TASK: What do the lines from the one containing "Could you point to the green military jacket" through the end of the entries say? Quote them exactly, and only them.

Position annotation records:
— begin —

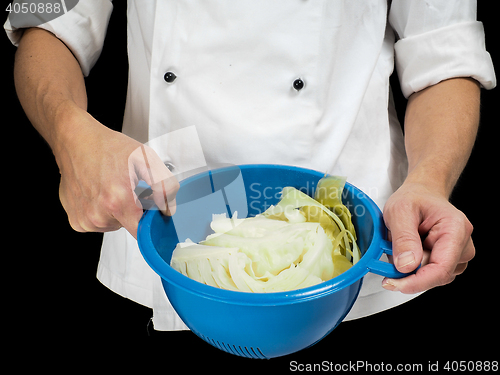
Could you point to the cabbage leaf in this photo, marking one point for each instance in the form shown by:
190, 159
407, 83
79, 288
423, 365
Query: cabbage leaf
298, 243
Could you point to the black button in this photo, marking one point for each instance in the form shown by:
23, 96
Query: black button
169, 77
298, 84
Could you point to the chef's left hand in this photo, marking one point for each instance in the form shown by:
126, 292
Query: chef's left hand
415, 212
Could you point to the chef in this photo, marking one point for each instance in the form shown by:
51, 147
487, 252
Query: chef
296, 82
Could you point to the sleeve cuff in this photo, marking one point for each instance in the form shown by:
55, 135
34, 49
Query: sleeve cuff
82, 29
449, 52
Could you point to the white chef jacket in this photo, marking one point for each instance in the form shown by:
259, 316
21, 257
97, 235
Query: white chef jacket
236, 62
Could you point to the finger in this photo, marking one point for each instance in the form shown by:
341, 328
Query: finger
123, 209
164, 193
145, 164
406, 243
440, 270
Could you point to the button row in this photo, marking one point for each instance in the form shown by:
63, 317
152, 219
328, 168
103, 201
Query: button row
298, 84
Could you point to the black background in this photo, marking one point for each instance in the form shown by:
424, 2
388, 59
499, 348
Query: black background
55, 308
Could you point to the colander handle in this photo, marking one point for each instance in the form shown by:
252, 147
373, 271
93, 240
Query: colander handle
387, 269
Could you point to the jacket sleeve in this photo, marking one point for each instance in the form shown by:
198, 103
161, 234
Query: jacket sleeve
438, 40
82, 29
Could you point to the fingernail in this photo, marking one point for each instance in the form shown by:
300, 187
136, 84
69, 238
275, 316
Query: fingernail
389, 285
405, 259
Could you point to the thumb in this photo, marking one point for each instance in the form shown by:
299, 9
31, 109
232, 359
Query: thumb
406, 243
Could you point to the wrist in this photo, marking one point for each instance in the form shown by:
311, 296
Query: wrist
433, 177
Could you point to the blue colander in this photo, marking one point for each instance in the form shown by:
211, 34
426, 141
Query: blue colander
258, 325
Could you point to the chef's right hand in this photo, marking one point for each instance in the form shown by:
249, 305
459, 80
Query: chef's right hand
100, 169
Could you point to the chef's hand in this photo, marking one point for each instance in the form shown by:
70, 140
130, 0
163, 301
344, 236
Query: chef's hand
100, 169
414, 212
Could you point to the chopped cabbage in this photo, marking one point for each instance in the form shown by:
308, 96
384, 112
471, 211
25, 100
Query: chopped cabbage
298, 243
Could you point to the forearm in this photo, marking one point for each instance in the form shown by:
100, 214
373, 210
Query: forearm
49, 84
440, 129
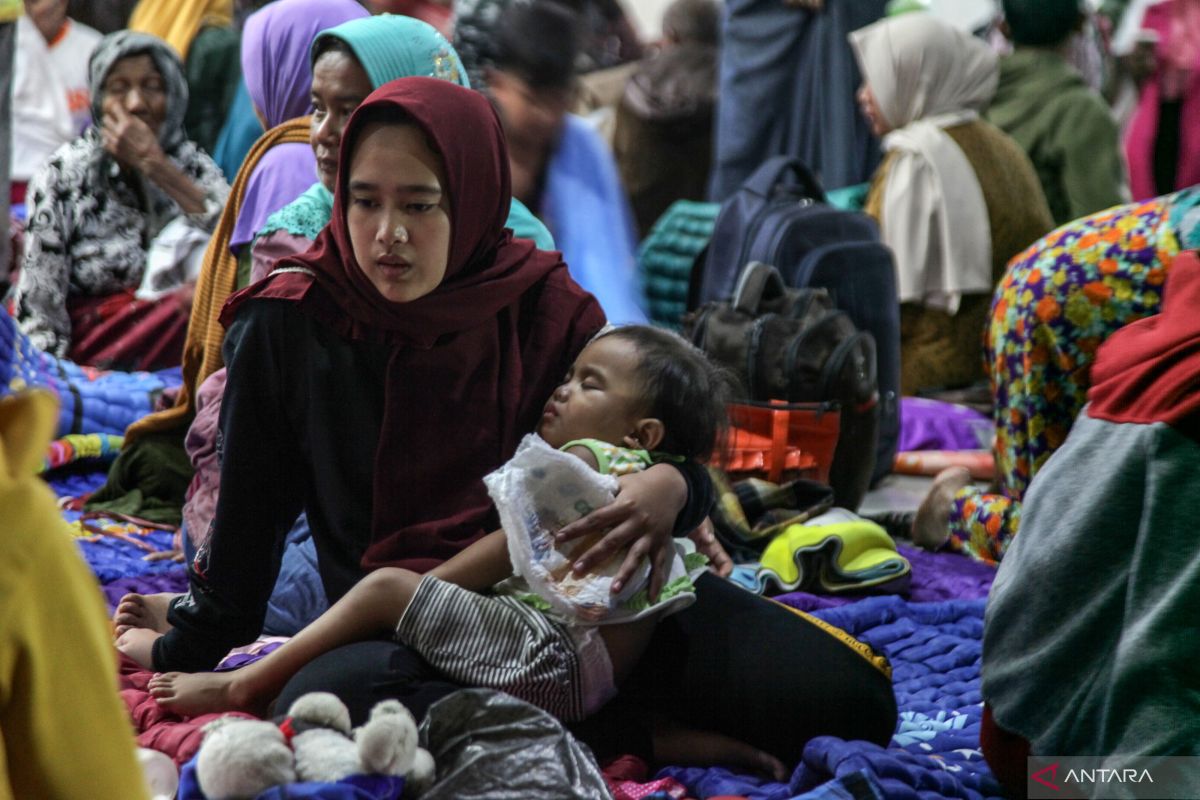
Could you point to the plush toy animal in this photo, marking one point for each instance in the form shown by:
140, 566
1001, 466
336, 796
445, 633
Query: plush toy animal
240, 758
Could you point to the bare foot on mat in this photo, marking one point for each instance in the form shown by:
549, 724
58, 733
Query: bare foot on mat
203, 692
143, 611
931, 527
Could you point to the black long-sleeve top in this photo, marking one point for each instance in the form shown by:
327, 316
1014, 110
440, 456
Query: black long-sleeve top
300, 425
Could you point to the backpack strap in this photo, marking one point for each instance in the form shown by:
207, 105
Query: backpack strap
756, 283
769, 178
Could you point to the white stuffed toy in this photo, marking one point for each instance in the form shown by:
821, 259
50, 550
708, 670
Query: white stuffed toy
240, 758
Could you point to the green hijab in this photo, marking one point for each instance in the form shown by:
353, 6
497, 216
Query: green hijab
390, 47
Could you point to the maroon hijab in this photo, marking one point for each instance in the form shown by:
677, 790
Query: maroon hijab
1150, 370
474, 360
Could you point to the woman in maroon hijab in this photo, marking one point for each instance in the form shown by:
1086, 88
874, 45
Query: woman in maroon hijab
377, 378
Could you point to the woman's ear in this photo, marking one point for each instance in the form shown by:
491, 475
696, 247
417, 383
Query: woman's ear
647, 433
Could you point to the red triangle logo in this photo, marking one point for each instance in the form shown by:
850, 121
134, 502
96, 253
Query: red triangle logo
1041, 776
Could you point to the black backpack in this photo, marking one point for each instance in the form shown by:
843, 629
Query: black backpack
793, 344
779, 217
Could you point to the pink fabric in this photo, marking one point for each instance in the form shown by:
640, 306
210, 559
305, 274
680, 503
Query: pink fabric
627, 776
155, 726
1177, 23
202, 447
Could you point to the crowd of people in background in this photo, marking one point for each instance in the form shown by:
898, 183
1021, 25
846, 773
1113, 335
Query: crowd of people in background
175, 191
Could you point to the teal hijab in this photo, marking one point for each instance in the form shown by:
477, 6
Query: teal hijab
390, 47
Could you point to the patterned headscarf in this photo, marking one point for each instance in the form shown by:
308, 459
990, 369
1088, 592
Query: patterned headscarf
124, 44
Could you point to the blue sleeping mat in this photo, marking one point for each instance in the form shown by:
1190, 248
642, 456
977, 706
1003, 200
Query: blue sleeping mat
935, 653
90, 401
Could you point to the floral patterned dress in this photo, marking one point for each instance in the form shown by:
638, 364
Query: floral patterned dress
1059, 301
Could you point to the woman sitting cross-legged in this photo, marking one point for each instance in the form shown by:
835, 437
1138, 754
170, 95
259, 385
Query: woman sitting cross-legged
375, 380
635, 396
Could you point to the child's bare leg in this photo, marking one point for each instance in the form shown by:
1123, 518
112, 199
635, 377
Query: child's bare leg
931, 527
625, 644
143, 611
372, 607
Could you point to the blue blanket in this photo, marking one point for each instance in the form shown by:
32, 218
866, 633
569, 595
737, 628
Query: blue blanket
934, 648
90, 401
935, 653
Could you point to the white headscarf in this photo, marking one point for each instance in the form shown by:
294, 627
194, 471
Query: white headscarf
928, 76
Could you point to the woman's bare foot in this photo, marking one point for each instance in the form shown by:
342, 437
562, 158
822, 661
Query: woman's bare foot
137, 643
204, 692
675, 744
143, 611
931, 527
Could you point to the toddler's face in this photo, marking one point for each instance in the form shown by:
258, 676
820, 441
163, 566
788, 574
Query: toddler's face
600, 398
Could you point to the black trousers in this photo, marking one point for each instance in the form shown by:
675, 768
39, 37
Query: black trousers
732, 662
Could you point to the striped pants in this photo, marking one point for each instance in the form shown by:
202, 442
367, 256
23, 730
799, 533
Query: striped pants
502, 643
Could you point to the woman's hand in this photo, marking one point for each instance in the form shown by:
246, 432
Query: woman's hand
136, 146
130, 139
705, 539
641, 519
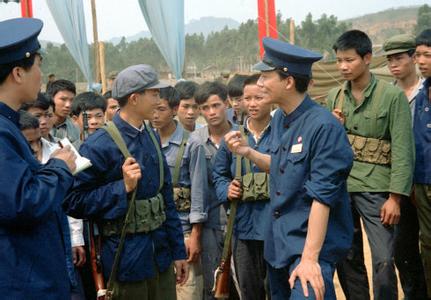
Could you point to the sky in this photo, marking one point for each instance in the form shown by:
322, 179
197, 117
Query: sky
117, 18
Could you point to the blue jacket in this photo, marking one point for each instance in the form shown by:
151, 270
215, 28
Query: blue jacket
33, 249
311, 160
422, 134
252, 218
99, 194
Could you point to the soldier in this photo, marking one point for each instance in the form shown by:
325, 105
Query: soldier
154, 243
376, 116
309, 161
422, 134
34, 239
237, 113
199, 157
174, 139
399, 51
188, 110
251, 217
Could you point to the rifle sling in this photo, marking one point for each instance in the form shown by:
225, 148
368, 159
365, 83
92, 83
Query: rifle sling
233, 207
119, 141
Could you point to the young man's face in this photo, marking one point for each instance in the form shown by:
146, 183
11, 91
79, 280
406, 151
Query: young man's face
254, 102
163, 115
351, 65
188, 112
423, 59
112, 107
272, 87
45, 118
95, 118
401, 65
147, 102
214, 110
32, 135
32, 80
63, 103
238, 104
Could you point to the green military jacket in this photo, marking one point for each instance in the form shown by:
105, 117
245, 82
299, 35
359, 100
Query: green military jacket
390, 121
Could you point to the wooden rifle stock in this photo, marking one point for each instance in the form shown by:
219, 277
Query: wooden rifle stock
222, 279
96, 265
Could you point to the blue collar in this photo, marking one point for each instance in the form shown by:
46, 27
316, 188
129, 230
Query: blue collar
125, 127
9, 113
303, 107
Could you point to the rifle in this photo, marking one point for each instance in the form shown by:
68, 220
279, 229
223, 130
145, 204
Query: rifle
96, 265
222, 273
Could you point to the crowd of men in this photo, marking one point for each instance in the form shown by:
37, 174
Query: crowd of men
272, 184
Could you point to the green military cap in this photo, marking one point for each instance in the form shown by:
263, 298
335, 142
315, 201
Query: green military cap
398, 44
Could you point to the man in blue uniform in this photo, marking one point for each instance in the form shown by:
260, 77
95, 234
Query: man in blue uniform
311, 226
154, 239
251, 218
34, 238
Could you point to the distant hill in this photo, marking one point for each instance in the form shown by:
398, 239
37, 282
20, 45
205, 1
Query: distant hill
382, 25
204, 25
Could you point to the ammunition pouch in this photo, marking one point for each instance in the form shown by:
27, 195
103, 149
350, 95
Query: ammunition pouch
149, 214
182, 199
255, 187
370, 150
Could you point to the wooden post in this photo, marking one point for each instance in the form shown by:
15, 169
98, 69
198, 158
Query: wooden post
96, 43
292, 31
102, 66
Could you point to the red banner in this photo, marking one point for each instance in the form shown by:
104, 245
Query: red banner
267, 21
26, 9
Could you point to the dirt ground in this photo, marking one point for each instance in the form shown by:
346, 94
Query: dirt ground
367, 254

— end —

ANSWER TO THE PROBLEM:
Could you point to the green military jacket in this photo, marking one point for each instance in the form shown by:
105, 117
245, 82
299, 35
359, 100
Query: green military jacket
390, 121
Could you point to the wooden rifle stock in this photo, marking one point for each instance in the form shown by:
219, 277
Query: wooden rifle stock
222, 279
96, 265
Could you point to the blue collar in this photo, marking one point for each instance in the form shown by:
46, 27
316, 188
129, 230
Query: blue collar
125, 127
9, 113
303, 107
Could you point to the rifle in this photo, marking one point for each instance in the form shown by:
68, 220
279, 229
223, 130
145, 204
Query: rifle
96, 265
222, 273
Could you point to the crowd of men in this photo, marking one point for each instance in the form shown by:
37, 174
Query: crowd of men
272, 184
Could you point to the green military cap in this photo, marking one point for each instance in the form shown by:
263, 298
335, 142
315, 201
Query: green military cap
398, 44
Could you point to the man in blue uniform in this photo, marking one point for each instance in the form shown by:
260, 77
95, 234
Query: man in blue uniform
311, 226
154, 239
251, 218
34, 238
Could you point to the distant hill in this photo, marking one point for each instance in the form shown by:
398, 239
37, 282
20, 45
205, 1
Query: distant hill
382, 25
204, 25
Could you point to the ammunition pouch in this photo, marking one point for each instance in the form shown by:
27, 195
103, 149
350, 95
Query: ammunition pouch
149, 214
182, 199
255, 187
370, 150
Could you point to the wooden post in this photo, marking one point for each instance in the form shown by:
15, 169
98, 69
198, 158
Query: wooden post
96, 43
292, 31
102, 66
Could you point to the red banner in this photo, marking one point for each instance in the form shown by:
104, 245
Query: red banner
267, 21
26, 9
Could you point to the dirt ground in this photo, marking one point for each instance in the form shown by:
346, 94
Query: dirt ground
367, 254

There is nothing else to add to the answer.